> _THE EXERCISE_: Rewrite all of the items below as a numbered list, leaving out any blank lines.

(Pointing dataset records)
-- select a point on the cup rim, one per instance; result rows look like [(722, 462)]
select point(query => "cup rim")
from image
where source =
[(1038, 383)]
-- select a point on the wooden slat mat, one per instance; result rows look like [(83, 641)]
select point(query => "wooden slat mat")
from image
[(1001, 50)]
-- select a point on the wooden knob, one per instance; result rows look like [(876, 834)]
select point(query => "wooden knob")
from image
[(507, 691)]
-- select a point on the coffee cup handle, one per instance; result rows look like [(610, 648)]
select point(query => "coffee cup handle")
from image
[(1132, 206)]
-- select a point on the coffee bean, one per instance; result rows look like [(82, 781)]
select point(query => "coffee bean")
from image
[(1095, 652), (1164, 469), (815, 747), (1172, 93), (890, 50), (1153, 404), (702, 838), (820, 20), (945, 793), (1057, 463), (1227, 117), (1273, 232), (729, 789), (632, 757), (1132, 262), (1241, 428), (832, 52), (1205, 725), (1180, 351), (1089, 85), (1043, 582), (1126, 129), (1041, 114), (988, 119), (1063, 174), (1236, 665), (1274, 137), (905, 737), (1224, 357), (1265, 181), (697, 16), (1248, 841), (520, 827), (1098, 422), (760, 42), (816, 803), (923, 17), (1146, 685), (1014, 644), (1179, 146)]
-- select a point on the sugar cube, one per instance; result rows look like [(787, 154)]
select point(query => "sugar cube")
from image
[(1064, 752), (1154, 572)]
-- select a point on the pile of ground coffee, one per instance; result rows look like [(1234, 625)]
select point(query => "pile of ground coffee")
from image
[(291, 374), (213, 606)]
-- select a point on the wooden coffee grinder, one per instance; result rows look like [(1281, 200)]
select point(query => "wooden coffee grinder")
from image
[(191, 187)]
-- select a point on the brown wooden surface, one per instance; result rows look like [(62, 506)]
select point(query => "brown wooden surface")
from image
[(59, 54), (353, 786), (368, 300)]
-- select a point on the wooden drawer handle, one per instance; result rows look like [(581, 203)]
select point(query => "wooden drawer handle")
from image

> _PROBLEM SOLUTION_:
1. -- select a point on the cup rim, one per instance; result rows look like [(722, 462)]
2. select point(query => "cup rim")
3. from image
4. where source =
5. [(1038, 383)]
6. -- select a point on the wooden slat mat, one per instance; result rows look like [(83, 641)]
7. select point(query => "wooden slat mat")
8. from image
9. [(1001, 50)]
10. -- select a point on the wooden knob, one per instance; result rows look like [(876, 834)]
11. select point(query => "wooden knob")
12. from image
13. [(507, 691)]
14. -- select a point on the coffee cup handle, one per instance; result rows look like [(610, 648)]
15. select point(query => "coffee cup handle")
16. from image
17. [(1132, 206)]
18. -- select a point on the coffee bean, one per instance; result rows look like [(82, 781)]
19. select point(query => "coffee bean")
20. from image
21. [(1095, 652), (1164, 469), (815, 747), (1172, 93), (890, 50), (1153, 404), (702, 838), (820, 20), (945, 793), (1057, 463), (1227, 117), (1273, 232), (729, 789), (632, 757), (1132, 262), (1241, 428), (832, 52), (1205, 725), (1180, 351), (1089, 85), (1043, 582), (1126, 129), (1041, 114), (988, 119), (1063, 174), (1236, 665), (1274, 137), (905, 737), (1224, 357), (1265, 181), (697, 16), (1248, 841), (520, 827), (1098, 422), (760, 42), (816, 803), (923, 17), (1146, 685), (1014, 644), (1179, 146)]
22. -- select a point on the sugar cube, one per instance; result rows look like [(787, 154)]
23. select point(query => "sugar cube")
24. from image
25. [(1064, 752), (1154, 572)]
26. -- select a point on the pile of ground coffee, one per instance; result rows look like [(1234, 625)]
27. select point(query => "pile of ground coffee")
28. from image
29. [(291, 374), (213, 606)]
30. -- select a point on the wooden coffee grinder, one per instance; result rows look like [(1281, 200)]
31. select point(query => "wooden coffee grinder")
32. from image
33. [(191, 187)]
34. -- select a point on the brown wooden surface, one per instance; result rows look like [(62, 506)]
35. select point(query => "brown wooden surface")
36. from image
37. [(59, 54), (353, 786), (368, 300)]
38. -- select a point on the wooden drawer handle, one per instance; result rows look like [(581, 203)]
39. select point(query => "wooden drawer handle")
40. from image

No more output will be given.